** START RECORDS TO USE **

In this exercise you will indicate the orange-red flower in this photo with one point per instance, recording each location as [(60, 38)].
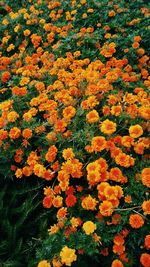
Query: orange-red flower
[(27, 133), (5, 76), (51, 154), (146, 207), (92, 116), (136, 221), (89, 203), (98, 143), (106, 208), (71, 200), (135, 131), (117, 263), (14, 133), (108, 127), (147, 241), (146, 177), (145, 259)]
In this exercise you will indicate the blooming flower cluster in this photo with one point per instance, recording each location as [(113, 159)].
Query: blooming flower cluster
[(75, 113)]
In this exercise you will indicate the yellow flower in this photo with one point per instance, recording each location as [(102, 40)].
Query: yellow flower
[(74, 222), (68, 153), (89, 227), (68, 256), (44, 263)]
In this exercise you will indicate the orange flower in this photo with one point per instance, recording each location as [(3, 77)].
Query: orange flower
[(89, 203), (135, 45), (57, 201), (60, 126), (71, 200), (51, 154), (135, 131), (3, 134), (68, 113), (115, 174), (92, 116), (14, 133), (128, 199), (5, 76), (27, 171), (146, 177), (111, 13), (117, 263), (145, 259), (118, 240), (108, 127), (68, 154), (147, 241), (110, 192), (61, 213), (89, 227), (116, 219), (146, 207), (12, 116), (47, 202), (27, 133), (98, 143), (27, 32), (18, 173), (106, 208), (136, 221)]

** END RECORDS TO USE **
** START RECORDS TO USE **

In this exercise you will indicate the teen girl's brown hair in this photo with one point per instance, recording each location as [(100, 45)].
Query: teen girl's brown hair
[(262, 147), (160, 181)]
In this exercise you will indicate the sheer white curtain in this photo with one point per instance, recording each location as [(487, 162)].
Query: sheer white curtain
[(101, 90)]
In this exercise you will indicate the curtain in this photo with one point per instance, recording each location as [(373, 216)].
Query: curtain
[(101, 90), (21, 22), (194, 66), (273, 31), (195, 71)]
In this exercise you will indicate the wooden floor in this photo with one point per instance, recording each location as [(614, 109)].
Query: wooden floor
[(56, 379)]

** END RECORDS TO USE **

YOUR TASK: Convert everything from the line containing "In this exercise you will indicate the wooden" down to the line containing "[(56, 379)]" into a JSON list of strings, with one string per line and blank lines omitted.

ANSWER TO THE TASK:
[
  "In this exercise you will indicate the wooden floor in this photo with one point per instance, recording each location as [(614, 109)].",
  "Query: wooden floor",
  "[(56, 379)]"
]